▸ **Provided data**
——————————

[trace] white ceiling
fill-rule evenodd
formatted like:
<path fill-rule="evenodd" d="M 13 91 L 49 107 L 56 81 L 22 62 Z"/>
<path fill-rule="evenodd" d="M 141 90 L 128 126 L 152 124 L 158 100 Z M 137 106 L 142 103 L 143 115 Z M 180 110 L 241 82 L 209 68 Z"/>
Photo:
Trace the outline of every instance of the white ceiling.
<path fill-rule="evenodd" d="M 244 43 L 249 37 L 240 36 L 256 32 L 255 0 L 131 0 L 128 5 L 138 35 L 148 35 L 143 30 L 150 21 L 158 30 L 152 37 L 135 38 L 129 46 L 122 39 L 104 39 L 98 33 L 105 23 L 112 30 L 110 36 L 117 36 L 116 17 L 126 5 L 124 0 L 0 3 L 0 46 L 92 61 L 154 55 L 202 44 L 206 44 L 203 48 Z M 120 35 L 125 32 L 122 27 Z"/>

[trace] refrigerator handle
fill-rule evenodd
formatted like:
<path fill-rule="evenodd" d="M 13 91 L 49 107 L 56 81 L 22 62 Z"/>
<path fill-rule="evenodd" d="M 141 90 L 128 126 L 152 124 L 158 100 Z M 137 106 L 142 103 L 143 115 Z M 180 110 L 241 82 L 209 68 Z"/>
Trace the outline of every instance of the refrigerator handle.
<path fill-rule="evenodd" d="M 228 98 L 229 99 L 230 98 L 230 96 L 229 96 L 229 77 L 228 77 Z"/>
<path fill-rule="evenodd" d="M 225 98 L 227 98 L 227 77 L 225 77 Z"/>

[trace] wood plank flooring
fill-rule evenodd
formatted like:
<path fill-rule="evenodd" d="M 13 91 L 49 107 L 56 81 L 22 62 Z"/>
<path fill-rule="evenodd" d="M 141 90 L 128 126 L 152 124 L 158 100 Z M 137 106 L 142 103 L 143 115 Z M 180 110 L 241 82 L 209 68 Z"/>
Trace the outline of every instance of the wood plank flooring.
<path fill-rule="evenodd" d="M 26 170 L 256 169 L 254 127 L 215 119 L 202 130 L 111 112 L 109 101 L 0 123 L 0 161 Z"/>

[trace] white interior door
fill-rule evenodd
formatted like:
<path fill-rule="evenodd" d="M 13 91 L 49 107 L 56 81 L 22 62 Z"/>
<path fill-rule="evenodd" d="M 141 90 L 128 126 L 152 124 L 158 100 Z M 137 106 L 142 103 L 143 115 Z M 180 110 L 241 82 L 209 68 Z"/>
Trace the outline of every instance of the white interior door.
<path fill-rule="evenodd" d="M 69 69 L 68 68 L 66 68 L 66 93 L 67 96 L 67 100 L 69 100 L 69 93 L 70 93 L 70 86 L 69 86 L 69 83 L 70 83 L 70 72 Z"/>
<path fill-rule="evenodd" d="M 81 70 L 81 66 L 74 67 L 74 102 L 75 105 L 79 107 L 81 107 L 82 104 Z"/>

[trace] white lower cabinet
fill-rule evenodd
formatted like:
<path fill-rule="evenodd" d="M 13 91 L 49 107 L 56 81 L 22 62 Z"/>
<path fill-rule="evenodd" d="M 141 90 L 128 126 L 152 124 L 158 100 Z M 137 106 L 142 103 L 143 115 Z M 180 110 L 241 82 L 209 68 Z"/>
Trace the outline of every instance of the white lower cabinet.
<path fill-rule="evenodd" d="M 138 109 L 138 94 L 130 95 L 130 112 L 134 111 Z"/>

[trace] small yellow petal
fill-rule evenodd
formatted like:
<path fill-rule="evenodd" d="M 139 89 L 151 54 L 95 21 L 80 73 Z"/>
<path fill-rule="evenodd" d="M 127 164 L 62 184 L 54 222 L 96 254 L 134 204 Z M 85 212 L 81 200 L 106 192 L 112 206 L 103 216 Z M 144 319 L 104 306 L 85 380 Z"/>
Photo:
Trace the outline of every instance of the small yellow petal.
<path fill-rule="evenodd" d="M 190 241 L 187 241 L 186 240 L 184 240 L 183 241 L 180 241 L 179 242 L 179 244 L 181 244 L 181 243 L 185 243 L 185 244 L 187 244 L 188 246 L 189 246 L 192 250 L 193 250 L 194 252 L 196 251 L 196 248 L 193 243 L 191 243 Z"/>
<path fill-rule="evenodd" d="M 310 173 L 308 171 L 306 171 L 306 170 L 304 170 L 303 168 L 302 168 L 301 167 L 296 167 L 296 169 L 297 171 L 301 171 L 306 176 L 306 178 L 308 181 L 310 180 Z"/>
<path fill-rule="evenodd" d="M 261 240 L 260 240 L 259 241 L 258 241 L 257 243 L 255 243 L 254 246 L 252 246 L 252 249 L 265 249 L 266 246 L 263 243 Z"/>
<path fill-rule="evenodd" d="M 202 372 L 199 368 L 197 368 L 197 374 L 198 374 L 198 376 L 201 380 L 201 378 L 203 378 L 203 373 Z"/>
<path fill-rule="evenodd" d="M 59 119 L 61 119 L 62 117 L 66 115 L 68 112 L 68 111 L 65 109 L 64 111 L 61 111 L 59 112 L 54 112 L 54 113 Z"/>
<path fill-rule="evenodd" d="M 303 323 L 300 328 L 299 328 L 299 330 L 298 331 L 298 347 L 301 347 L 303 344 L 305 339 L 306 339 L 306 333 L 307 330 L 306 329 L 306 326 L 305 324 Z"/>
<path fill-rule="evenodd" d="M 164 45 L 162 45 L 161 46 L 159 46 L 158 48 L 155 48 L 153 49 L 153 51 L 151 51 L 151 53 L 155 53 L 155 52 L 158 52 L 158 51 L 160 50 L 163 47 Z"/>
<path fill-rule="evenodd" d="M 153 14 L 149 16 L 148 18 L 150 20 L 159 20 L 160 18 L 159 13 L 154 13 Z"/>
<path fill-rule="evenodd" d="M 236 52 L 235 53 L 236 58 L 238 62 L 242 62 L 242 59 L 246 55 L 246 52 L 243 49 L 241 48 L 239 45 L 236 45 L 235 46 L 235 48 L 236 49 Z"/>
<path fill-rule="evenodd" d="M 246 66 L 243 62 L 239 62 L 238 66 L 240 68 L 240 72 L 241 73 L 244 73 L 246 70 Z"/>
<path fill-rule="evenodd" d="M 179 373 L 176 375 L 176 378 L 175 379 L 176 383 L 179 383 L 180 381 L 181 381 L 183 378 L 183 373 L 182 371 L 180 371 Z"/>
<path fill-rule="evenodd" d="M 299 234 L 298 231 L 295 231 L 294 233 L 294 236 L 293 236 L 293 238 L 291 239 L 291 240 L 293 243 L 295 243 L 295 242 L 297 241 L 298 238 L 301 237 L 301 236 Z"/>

——————————

▸ **Written exercise**
Reproduce the lines above unchanged, from the line containing "[trace] refrigerator handle" through the line containing "225 98 L 227".

▸ **Answer for this exercise**
[trace] refrigerator handle
fill-rule evenodd
formatted like:
<path fill-rule="evenodd" d="M 13 91 L 49 107 L 56 81 L 22 62 Z"/>
<path fill-rule="evenodd" d="M 141 90 L 128 126 L 152 124 L 158 100 Z M 137 106 L 142 103 L 143 115 Z M 180 110 L 241 82 L 209 68 Z"/>
Trace the outline of every instance of the refrigerator handle.
<path fill-rule="evenodd" d="M 228 98 L 229 99 L 230 98 L 230 96 L 229 96 L 229 77 L 228 77 Z"/>
<path fill-rule="evenodd" d="M 225 98 L 227 98 L 227 77 L 225 77 Z"/>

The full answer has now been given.